▸ **GIVEN TEXT**

•••

# Breeders near California Central Coast?



## .13124 (Jun 1, 2012)

I'm looking into getting Cici a brother . It would be after August, though (when I'm sure she's ready to be a big sister!) She is currently almost 4 1/2 months, so by then she will be 6 months old and have had finished puppy school.
Are there any breeders in this area? I've done some research and I've found some that are mostly near the Los Angeles (4 hours south of me), so I was wondering if anyone has any recommendations for breeders that I might have missed?
I do have a budget of $1,000 unfortunetly.. hopefully it's enough :\

My distance range is preferably from Paso Robles to Santa Barbara.

Thanks in advance!


----------



## pammy4501 (Aug 8, 2007)

Closest to you is Stacy from Bellarata Maltese in Visalia. But I don't think she has any available right now. She's a member here. Bellaratamaltese.


----------



## bellaratamaltese (May 24, 2006)

Honestly, you might have to widen your search area and be willing to travel. I am the only active show breeder in central california - otherwise you have to head to either southern california or northern. I'm sure there are other breeders between Paso and Santa Barbara but most likely only breeders who primarily breed just for profit and that is not always the best way to go.

Good luck and I hope you can find a brother for Cici!


----------



## zooeysmom (Aug 1, 2011)

Nora, I would definitely recommend widening your search just a bit if Stacy doesn't have puppies available, then you'll have more options. Your budget is reasonable for a boy pup.


----------



## hoaloha (Jan 27, 2012)

Nora, what age are you looking for the boy to be? Can you drive a little further in each direction? I think if you expand your geography, you'll have more options.


----------



## .13124 (Jun 1, 2012)

It's difficult for me to travel considering my conditions.. But depends how far from my range is I could probably budge and make it further.. Maybe convince the BF to go on a roadtrip . 
Well I was really wanting to get a puppy, but now I don't know if a male puppy $1,000 or under exists so far. Someone gave me the idea of possibly getting a retiree, since it would be cheaper, but I'm just worried if getting an older dog would be harder for them to adjust to their new owner, I feel like they will love more their previous owner. And I really do love the puppy stage<3


----------



## Tanner's Mom (May 27, 2005)

Jamie, Kelsey & Frankie came to live with me when they were 1 to 3 years old. Yes, there was an adjustment period, but it wasn't much and it wasn't bad. They're all "my" dogs and I love them as much as they love me. So I highly recommend a retiree or an older pup.


----------



## Summergirl73 (Sep 18, 2011)

:wub:Maybe you could consider rescuing a boy in the area? It would be far more cost effective and the impact you would make would be priceless.


----------



## shellbeme (Mar 1, 2011)

Ok, I maybe don't know what I am talking about here and I realize Cali is a huge state but several times a week I see what look like purebred malts posted in the rescue section here, that are in California. I am surprised by the number of maltese that need homes in that state. Have you looked at the shelters and rescues? Many of them that I see are young too.

•••

(Dataset items)

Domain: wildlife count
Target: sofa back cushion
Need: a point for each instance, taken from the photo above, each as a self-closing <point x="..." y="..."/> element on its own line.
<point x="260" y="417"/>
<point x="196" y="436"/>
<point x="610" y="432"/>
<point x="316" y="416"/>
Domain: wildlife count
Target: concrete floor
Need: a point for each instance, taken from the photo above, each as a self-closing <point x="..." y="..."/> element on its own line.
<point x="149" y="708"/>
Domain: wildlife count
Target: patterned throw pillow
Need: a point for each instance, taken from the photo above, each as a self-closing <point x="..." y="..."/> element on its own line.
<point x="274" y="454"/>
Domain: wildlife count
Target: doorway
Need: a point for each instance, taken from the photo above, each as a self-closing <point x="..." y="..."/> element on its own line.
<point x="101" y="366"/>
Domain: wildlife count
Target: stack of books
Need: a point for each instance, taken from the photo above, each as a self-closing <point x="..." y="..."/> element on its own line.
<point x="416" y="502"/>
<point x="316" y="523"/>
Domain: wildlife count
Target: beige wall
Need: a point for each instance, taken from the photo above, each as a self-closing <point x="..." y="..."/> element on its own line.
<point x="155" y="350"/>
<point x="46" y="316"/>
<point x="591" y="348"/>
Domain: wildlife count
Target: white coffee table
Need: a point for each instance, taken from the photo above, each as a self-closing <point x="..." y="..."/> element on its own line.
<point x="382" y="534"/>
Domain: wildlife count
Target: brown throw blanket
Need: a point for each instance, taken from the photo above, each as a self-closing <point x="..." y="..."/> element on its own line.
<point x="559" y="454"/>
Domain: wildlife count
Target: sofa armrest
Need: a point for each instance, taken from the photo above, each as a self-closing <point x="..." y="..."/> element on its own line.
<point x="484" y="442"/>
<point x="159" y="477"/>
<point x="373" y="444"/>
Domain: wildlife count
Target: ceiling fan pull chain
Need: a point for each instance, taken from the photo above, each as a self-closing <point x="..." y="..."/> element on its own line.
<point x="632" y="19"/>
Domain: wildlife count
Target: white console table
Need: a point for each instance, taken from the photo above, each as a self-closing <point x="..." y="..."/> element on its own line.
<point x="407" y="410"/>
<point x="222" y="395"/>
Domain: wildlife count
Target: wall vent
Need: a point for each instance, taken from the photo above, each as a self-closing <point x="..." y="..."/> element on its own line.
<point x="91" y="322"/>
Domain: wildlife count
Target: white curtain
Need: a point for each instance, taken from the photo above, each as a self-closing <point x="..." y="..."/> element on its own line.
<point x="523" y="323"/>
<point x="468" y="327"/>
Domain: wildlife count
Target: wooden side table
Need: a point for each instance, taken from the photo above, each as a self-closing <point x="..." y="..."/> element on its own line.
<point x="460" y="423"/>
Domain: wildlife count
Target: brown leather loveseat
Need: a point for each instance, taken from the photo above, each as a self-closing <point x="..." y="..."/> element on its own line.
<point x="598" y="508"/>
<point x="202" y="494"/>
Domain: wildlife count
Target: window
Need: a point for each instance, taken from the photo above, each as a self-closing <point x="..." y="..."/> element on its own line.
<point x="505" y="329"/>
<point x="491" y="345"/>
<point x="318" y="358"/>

•••

▸ **TASK**
List every dog named in the thread about finding a breeder near the California Central Coast.

▸ **EXPECTED ANSWER**
Cici, Jamie, Kelsey, Frankie